> [Text section]:
-- BEGIN --
Unfortunately I don't have a reference, (although I'm sure it would not be hard to find,) I recently read somewhere that temperatures on the moon during it's 'night' can reach minus (-) 150 degrees Celsius. This may seem extremely cold to some, but I don't understand this. If the moon has no atmosphere to keep heat in, then how does it maintain a temperature so high above absolute zero? Would a thermometer show a different temperature if it was hovering a foot off the surface compared to being in contact with the surface? And, if so, would that 'hovering' thermometer be colder?

Thanks

Posted

Sunlight heats it up.

 

The hovering thermometer probably would be colder, because it gets its only heat from solar radiation. Or, light bouncing off of Earth. With no atmosphere, the heat cannot escape from off of the surface except by radiation. And there isn't very much radiation on the moon. The light from the moon is just bounced off of the sun.

Posted
Would a thermometer show a different temperature if it was hovering a foot off the surface compared to being in contact with the surface? And' date=' if so, would that 'hovering' thermometer be colder?

Thanks[/quote']

 

With no atmosphere to give you conduction/convection to reach equilibrium, a thermometer is probably the wrong tool to measure the temperature.

 

As the Cap'n said, radiation is the only heating/cooling mechanism. The energy transfer goes as T4 - T04, so the sun heating the moon is more efficient than the moon radiating into empty space. There just isn't enough time for the surface to cool off more.

Posted
If the moon has no atmosphere to keep heat in, then how does it maintain a temperature so high above absolute zero?
-- END --
> [Given entries]:
-- BEGIN --
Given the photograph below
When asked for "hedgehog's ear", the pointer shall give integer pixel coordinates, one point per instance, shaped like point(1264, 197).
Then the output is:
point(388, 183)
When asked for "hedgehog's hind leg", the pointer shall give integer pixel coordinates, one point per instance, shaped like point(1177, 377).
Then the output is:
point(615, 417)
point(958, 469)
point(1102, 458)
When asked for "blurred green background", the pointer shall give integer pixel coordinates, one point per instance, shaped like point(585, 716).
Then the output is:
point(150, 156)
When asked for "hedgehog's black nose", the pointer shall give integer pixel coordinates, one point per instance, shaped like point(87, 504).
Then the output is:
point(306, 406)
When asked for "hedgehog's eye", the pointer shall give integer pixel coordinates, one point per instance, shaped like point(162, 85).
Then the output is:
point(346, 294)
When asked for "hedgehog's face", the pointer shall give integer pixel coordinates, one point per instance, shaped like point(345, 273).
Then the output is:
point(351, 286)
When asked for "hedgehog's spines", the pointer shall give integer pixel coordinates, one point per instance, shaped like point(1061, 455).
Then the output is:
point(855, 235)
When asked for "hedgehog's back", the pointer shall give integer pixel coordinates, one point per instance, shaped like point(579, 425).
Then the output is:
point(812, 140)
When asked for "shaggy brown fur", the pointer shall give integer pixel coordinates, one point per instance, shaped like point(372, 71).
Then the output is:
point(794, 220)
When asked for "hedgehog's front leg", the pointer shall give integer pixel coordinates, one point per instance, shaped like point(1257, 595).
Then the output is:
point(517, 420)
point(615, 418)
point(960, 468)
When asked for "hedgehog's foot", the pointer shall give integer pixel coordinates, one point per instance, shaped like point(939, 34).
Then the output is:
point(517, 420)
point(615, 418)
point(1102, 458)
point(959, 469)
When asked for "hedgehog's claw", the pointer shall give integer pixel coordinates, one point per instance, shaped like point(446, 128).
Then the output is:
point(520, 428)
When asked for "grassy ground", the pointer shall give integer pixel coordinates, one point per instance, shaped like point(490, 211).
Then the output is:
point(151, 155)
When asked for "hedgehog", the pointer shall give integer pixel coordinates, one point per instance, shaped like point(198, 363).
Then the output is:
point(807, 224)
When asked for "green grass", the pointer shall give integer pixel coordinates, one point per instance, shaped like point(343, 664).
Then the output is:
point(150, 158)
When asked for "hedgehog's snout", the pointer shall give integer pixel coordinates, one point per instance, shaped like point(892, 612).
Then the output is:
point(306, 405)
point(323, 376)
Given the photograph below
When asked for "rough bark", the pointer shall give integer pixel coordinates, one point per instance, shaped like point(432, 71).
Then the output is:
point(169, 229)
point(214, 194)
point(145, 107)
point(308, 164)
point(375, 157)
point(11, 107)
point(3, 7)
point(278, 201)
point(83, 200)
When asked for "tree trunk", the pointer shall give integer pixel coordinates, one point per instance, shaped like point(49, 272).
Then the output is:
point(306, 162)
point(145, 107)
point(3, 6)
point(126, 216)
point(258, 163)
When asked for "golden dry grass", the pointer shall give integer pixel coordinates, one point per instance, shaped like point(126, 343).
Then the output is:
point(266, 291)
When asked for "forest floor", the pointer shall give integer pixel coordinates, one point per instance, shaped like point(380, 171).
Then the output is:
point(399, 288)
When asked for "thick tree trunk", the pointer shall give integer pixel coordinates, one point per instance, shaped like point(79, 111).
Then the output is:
-- END --
In the discussion of moon temperatures, what is named as the only heating and cooling mechanism?

> [Response to the exercise]: Radiation.